GIVEN RECORDS:

══════════════════════════════

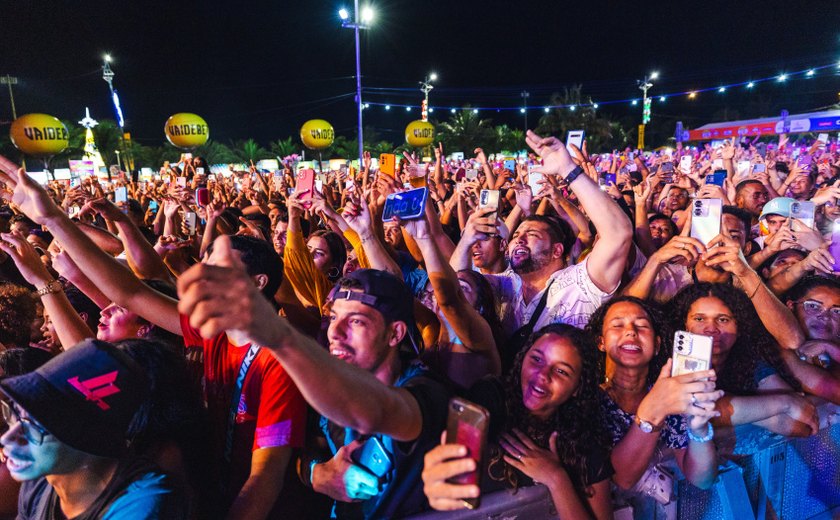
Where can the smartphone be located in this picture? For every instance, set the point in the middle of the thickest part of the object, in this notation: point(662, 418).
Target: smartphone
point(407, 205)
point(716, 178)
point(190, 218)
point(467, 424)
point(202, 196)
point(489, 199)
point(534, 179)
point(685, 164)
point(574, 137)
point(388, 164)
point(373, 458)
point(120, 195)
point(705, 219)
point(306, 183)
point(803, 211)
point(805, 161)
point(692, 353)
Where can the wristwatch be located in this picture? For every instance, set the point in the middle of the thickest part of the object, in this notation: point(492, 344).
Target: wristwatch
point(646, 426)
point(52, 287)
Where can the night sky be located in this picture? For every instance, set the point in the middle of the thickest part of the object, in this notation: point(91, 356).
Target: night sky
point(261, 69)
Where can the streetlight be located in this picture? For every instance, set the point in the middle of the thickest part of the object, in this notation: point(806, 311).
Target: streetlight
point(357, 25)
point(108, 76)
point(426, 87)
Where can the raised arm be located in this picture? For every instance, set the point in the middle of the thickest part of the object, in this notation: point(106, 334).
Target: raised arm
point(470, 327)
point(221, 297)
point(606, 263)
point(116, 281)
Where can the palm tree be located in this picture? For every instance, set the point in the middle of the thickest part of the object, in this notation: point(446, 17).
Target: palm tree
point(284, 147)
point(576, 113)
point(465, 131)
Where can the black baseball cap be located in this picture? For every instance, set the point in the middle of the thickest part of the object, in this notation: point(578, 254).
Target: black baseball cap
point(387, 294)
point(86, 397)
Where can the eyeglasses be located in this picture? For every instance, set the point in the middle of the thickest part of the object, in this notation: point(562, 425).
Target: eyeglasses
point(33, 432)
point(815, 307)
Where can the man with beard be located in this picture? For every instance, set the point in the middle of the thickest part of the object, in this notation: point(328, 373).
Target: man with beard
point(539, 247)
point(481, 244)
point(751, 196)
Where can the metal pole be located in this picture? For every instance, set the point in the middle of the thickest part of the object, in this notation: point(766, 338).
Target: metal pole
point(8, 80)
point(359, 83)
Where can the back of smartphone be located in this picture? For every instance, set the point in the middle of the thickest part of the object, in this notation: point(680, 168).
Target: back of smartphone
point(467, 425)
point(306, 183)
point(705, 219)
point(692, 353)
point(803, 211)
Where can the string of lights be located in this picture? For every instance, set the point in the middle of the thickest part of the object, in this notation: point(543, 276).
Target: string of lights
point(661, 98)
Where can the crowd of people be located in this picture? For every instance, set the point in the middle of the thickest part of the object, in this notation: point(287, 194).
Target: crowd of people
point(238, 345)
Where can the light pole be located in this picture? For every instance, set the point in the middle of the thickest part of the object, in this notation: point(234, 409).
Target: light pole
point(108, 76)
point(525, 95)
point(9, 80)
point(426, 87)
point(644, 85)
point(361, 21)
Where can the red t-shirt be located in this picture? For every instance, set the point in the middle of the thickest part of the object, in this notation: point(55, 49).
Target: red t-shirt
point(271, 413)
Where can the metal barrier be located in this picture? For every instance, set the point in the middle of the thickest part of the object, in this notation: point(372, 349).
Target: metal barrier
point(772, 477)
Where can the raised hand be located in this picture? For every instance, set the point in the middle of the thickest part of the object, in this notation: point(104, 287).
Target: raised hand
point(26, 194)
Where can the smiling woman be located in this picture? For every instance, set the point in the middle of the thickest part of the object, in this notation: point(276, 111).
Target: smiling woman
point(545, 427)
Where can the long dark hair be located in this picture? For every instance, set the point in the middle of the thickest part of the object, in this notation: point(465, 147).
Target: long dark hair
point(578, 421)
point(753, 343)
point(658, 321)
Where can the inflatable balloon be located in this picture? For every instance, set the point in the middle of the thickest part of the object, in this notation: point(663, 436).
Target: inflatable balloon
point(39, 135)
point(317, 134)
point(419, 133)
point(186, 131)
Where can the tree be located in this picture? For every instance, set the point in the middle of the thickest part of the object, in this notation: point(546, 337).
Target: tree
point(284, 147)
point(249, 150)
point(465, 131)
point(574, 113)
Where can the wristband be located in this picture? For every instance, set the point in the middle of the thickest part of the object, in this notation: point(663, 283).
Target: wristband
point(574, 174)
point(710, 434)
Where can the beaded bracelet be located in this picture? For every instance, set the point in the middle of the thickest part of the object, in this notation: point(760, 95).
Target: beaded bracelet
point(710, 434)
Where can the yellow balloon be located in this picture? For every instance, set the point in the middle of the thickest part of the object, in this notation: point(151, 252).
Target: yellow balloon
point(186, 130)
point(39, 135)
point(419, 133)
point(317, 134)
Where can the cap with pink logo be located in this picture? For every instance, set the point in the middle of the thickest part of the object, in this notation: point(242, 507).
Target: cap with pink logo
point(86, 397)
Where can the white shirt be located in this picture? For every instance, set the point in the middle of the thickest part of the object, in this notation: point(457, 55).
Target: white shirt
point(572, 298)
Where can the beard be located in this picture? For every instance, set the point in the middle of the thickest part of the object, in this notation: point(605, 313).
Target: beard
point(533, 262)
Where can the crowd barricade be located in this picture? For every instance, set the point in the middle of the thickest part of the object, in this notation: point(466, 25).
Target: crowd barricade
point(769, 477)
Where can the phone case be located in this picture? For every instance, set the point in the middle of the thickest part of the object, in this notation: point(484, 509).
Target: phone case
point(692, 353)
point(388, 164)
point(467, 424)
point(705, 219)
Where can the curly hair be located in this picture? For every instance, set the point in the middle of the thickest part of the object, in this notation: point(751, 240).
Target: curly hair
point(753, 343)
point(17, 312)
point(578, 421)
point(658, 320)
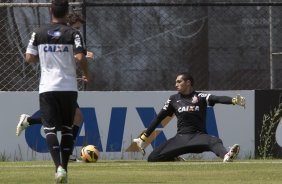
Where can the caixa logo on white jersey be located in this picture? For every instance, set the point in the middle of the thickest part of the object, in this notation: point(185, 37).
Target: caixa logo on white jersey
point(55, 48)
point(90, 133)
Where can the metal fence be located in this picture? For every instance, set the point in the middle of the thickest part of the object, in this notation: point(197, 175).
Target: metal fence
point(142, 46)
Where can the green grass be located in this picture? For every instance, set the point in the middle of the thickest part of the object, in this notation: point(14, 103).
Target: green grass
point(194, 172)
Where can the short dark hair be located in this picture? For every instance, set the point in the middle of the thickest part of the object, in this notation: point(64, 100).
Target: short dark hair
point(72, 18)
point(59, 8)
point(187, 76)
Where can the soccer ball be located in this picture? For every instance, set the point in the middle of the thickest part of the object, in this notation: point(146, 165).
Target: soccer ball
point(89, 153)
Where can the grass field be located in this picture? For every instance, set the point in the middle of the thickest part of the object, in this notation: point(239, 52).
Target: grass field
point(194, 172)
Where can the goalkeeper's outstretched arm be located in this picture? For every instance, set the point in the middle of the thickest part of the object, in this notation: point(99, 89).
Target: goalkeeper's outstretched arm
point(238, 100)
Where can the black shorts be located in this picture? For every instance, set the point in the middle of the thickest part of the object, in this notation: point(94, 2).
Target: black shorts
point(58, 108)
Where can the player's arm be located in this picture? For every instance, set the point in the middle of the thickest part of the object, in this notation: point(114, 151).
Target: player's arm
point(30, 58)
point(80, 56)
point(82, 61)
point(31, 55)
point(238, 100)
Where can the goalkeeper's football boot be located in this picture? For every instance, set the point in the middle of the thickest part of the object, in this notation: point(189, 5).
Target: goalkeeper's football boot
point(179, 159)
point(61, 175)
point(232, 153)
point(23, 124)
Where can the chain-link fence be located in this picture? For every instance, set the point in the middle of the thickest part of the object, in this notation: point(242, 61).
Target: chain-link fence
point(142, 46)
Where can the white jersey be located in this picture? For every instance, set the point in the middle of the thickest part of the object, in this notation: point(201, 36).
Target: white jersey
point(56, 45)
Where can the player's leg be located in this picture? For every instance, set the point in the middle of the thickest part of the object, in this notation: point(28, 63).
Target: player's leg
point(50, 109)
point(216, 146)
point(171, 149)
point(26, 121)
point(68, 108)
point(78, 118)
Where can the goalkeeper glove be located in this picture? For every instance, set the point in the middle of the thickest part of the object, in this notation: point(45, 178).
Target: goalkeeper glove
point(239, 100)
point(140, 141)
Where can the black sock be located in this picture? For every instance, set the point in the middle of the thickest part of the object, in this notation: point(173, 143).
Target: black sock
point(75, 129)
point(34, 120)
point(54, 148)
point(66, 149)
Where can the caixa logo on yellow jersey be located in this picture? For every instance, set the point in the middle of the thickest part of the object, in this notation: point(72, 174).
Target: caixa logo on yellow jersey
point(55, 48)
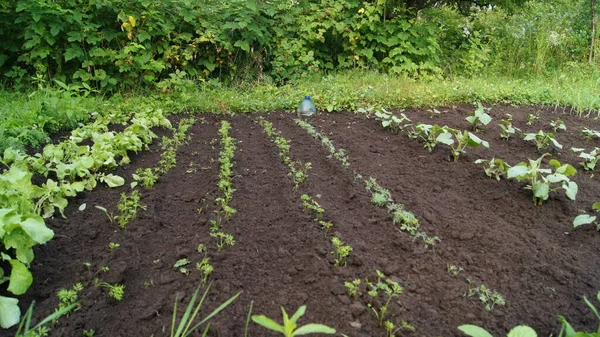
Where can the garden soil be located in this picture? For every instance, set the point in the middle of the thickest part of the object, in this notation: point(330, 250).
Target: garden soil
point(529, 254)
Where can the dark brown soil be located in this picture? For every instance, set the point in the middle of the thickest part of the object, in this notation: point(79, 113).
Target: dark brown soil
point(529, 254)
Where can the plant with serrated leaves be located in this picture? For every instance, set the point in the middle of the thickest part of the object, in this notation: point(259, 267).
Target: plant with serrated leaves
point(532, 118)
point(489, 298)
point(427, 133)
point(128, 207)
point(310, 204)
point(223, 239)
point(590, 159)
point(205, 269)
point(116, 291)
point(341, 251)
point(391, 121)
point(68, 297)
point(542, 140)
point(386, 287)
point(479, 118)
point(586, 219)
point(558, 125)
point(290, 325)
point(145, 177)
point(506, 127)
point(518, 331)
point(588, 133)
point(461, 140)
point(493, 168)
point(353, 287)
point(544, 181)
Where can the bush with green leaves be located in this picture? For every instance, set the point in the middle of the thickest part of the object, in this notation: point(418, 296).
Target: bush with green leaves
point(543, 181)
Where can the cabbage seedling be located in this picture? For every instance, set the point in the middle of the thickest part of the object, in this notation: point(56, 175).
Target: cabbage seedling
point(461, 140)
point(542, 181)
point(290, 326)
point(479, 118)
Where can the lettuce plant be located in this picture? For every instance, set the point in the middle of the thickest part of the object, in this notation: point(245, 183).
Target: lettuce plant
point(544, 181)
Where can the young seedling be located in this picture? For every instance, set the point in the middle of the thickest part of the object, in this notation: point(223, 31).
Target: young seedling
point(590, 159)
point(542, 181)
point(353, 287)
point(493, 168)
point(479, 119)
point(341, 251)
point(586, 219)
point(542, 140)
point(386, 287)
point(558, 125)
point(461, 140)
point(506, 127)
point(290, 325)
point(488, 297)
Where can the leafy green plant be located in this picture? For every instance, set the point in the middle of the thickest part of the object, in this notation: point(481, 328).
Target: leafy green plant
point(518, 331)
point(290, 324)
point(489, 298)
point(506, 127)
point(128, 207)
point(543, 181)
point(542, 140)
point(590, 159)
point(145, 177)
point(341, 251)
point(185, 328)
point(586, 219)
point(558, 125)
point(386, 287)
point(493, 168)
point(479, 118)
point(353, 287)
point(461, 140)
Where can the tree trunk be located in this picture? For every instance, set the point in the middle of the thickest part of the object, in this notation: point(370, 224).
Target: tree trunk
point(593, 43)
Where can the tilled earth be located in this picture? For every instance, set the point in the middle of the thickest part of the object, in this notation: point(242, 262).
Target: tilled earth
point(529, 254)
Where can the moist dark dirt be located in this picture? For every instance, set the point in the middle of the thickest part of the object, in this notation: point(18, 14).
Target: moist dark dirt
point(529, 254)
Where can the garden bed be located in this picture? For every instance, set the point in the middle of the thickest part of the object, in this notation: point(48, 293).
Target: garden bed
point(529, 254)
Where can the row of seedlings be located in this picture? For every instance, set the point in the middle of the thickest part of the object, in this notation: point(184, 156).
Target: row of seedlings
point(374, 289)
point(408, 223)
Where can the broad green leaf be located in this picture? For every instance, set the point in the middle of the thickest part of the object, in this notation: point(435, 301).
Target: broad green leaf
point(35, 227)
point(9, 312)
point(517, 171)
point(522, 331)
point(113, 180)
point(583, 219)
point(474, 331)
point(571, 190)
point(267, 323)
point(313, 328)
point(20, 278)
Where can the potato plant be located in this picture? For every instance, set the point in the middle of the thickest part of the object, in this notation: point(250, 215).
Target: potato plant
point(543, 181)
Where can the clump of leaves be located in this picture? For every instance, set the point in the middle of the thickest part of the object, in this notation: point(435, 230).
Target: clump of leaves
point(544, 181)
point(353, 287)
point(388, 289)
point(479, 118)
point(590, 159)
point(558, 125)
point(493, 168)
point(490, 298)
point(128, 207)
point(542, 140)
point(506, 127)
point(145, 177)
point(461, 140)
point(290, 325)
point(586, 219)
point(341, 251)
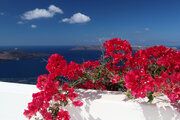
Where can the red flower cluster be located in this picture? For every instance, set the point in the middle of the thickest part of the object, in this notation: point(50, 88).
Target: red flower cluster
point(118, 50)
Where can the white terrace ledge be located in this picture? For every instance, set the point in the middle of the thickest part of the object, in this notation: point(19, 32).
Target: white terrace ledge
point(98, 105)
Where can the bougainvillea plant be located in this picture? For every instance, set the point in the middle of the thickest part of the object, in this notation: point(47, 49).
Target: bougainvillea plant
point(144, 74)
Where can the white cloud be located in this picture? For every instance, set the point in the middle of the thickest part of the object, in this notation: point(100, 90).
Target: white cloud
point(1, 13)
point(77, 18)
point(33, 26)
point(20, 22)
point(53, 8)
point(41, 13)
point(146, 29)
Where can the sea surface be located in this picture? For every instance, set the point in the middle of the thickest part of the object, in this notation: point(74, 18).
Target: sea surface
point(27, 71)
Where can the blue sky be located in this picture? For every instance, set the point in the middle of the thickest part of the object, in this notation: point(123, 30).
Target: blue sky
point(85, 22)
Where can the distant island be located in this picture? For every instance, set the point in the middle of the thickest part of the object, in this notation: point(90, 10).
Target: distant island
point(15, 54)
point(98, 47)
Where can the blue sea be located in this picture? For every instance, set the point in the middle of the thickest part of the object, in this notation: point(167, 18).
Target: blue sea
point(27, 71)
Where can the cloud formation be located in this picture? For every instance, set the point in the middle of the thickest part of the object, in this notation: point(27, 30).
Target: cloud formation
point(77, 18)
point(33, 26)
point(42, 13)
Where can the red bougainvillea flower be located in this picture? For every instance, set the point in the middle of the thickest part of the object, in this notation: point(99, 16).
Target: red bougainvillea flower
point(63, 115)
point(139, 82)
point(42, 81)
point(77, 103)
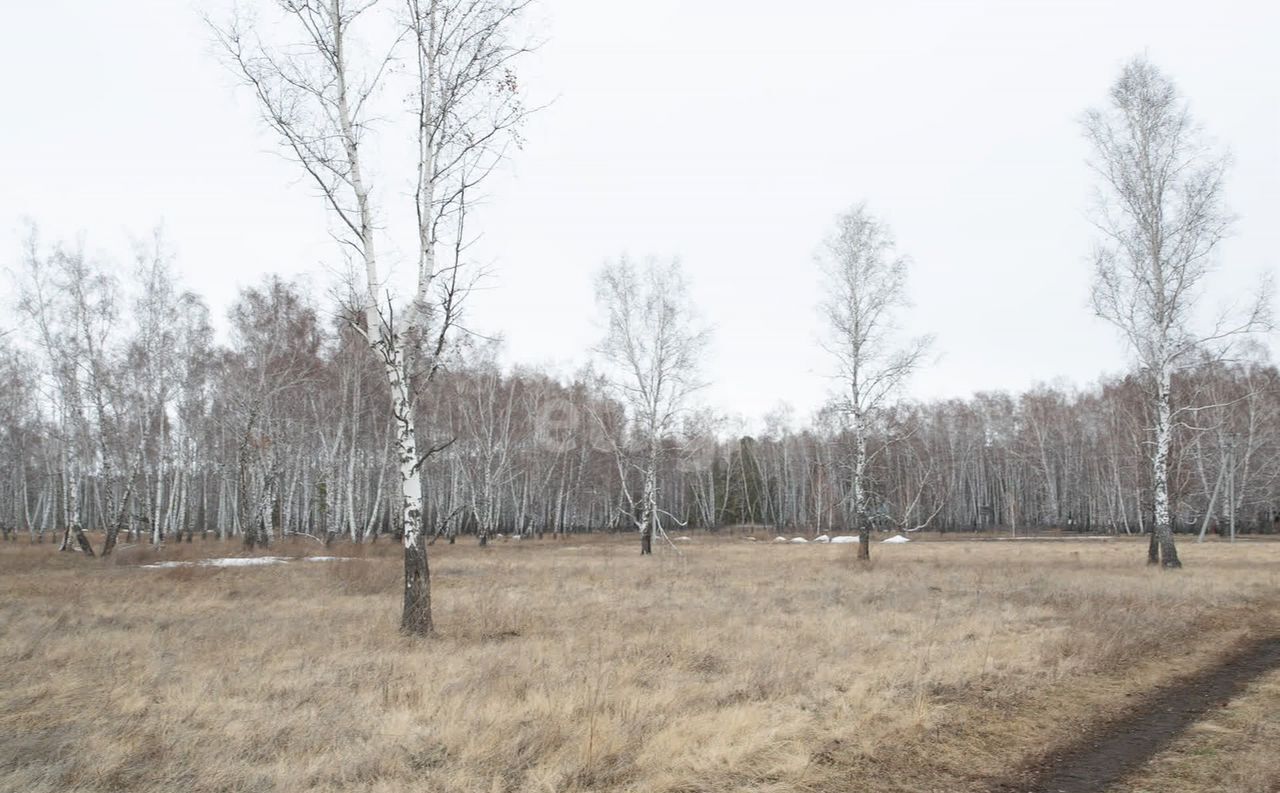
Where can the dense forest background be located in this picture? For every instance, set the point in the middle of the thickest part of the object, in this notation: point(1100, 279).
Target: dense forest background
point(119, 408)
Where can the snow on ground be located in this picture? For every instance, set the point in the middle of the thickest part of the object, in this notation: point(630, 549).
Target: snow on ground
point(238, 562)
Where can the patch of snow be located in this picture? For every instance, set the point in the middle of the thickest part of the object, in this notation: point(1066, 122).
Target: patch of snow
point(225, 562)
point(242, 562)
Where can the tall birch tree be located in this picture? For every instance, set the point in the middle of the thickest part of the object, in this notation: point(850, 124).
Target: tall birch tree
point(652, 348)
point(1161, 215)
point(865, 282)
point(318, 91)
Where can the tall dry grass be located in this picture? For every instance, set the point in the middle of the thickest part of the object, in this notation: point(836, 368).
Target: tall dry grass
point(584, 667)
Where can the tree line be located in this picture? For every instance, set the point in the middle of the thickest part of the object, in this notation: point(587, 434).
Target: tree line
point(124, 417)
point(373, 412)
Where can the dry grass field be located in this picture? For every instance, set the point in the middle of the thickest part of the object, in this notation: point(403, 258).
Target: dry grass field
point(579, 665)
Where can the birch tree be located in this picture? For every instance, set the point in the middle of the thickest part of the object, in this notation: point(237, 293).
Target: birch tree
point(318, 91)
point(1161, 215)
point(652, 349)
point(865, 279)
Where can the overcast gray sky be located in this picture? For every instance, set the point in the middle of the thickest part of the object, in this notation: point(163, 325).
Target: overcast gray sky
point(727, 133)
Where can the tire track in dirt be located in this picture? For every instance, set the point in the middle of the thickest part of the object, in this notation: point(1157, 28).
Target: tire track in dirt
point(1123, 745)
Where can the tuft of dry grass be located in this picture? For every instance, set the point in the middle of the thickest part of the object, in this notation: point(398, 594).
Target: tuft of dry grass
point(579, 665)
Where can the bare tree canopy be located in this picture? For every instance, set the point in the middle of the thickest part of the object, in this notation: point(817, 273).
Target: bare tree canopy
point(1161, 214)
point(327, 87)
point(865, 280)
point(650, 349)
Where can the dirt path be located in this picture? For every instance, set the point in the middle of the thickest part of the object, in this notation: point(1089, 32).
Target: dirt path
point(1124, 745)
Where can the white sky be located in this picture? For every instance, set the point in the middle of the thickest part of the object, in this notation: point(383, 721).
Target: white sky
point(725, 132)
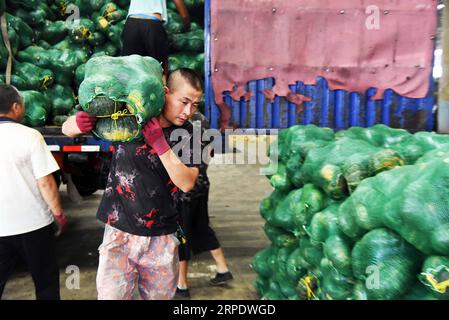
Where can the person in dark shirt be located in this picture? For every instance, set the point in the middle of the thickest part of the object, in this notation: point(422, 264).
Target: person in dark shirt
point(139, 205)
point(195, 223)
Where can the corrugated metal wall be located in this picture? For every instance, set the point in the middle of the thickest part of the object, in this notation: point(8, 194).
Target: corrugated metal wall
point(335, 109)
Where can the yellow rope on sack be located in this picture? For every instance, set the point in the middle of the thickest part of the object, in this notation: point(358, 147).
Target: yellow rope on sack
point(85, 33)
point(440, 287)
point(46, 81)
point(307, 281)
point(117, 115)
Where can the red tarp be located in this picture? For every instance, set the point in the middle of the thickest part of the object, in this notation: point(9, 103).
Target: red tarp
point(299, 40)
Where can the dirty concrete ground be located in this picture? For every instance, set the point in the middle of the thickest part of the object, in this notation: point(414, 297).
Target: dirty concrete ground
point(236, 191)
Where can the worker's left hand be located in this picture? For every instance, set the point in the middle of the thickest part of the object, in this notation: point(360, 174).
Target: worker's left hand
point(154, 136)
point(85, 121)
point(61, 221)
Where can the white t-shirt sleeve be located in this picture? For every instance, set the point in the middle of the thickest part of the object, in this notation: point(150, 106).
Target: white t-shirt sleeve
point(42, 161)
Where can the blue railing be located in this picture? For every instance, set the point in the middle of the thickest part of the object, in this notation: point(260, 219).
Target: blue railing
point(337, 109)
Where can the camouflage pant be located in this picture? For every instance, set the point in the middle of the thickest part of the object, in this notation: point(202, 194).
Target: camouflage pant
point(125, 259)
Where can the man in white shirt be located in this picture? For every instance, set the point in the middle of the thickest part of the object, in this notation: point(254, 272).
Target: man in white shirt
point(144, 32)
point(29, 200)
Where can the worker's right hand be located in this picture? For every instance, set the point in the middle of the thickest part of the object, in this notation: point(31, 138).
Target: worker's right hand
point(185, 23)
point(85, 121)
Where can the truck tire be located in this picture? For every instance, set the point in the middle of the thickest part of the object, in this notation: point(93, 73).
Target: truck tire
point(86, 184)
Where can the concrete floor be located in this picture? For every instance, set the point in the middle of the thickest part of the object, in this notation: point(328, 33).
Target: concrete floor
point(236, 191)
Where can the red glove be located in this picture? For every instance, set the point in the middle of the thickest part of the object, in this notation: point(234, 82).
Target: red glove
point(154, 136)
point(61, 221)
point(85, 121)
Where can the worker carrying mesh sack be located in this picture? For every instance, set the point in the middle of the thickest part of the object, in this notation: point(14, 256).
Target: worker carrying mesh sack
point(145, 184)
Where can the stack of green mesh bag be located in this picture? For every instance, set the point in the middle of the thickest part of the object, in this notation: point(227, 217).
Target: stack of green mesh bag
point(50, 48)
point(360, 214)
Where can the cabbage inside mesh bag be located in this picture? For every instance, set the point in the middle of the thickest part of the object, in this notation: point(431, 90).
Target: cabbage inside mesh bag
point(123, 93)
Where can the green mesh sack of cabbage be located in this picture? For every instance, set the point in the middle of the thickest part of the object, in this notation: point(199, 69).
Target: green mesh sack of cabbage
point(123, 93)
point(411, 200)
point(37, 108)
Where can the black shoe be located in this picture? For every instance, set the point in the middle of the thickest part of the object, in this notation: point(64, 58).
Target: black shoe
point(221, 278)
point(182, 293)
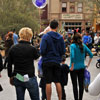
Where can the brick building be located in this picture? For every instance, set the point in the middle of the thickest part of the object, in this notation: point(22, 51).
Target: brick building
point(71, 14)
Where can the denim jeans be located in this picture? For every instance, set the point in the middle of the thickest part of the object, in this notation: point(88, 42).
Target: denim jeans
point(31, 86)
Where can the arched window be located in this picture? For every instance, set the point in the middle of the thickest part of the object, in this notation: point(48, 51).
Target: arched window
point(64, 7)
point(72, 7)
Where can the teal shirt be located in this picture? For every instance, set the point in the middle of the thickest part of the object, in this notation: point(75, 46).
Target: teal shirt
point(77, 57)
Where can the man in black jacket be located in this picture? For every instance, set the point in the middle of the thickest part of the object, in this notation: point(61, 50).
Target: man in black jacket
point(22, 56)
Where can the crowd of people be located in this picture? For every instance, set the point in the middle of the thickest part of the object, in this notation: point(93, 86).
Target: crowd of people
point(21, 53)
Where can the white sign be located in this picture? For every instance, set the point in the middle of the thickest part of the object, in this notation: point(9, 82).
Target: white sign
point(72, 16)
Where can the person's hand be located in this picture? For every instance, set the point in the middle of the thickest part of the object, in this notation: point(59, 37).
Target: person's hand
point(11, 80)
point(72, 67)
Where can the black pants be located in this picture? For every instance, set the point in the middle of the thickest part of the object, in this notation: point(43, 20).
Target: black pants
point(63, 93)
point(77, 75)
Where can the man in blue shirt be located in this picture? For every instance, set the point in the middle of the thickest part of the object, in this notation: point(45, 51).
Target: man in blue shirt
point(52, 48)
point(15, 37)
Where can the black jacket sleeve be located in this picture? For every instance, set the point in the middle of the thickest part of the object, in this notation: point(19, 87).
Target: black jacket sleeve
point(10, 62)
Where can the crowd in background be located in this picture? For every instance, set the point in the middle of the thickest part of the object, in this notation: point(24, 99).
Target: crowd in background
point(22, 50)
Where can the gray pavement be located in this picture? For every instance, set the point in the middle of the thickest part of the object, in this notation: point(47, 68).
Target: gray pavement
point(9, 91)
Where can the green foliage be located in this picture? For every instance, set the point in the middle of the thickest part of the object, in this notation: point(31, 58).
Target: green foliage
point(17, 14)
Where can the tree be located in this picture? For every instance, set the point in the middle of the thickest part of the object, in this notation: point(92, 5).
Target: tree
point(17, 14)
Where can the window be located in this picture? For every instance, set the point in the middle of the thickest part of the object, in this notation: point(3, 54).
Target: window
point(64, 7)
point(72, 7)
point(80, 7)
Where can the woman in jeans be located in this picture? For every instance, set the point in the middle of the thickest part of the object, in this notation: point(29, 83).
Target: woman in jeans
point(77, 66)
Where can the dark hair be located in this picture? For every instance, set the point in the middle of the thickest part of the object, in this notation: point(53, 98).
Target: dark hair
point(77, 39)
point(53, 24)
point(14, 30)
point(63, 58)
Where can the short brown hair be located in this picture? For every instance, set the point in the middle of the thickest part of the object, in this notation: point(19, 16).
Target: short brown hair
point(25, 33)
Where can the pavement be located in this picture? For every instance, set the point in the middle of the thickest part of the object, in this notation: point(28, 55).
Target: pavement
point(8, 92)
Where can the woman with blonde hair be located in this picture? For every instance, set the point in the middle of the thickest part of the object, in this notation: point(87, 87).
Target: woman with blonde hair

══════════════════════════════

GIVEN INSTRUCTION: Rewrite the items from the line with "Where can the dark hair" through the end of the items, putting "sidewalk" wherever "pavement" appears and changing nothing else.

SOLUTION TO THE PROBLEM:
Where can the dark hair be located in this picture? For every instance, set the point in the middle of the thickest part of the object, in this notation: point(53, 98).
Target: dark hair
point(77, 39)
point(53, 24)
point(14, 30)
point(63, 58)
Where can the short brown hair be located in this picture? For every instance, set the point in the middle of the thickest part of the object, in this notation: point(19, 16).
Target: short brown hair
point(25, 33)
Where can the sidewalk be located in this picture? For every instance, set the point in the middle of the thickest part of the object, in this notation: point(28, 55).
Target: sidewalk
point(8, 92)
Where can the woman with blonde hair be located in this picture? For every instance, set the point in the middle of the thickest part of the object, in this notation: point(87, 87).
Target: woman with blonde hair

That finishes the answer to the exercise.